**What needs to be done**
In the records below, find each line containing the word "clicks" and copy it.

**Entries supplied**
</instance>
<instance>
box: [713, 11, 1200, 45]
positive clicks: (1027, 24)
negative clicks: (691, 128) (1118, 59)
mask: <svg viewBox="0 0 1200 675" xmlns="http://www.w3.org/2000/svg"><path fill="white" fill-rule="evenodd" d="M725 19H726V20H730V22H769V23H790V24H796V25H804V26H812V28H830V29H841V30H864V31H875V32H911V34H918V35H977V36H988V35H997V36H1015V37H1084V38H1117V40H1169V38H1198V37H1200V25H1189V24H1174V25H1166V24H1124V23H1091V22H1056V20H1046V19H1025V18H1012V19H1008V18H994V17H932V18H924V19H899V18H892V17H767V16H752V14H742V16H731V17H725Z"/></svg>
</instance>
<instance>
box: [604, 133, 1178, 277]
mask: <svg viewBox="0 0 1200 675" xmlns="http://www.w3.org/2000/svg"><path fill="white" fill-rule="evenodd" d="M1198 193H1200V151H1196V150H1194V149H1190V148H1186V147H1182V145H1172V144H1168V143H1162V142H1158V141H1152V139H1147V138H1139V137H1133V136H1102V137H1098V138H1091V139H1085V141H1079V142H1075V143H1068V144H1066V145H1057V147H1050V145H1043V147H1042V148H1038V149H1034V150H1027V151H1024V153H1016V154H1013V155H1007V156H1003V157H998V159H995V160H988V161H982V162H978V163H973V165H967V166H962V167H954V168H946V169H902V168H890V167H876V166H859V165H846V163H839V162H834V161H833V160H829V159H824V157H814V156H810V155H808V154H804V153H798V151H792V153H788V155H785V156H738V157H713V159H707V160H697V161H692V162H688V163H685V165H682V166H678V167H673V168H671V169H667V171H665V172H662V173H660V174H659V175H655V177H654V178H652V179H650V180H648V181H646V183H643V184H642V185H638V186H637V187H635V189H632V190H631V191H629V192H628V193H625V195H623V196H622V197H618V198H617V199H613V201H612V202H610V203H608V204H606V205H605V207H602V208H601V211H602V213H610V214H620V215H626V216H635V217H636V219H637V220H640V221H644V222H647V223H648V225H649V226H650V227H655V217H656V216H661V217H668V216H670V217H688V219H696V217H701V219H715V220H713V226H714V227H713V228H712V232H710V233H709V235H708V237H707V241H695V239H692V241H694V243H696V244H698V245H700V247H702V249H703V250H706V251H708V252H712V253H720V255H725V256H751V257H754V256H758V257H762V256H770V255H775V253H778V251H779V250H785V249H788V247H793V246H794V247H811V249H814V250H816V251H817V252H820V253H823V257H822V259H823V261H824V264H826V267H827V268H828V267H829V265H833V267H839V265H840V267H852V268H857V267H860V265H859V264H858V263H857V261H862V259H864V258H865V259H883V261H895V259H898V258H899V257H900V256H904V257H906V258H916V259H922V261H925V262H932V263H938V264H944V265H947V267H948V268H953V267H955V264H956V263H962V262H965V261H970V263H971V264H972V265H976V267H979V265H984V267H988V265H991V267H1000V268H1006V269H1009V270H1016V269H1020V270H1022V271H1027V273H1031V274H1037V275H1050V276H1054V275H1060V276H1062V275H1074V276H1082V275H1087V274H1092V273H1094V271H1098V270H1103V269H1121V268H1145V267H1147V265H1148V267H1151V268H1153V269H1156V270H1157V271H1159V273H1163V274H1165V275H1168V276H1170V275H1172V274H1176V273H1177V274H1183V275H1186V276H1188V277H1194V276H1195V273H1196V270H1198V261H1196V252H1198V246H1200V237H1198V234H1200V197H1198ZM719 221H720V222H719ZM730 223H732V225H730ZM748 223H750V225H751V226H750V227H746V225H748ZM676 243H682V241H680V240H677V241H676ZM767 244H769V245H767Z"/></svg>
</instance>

**Finished exercise**
positive clicks: (1027, 24)
negative clicks: (691, 128) (1118, 59)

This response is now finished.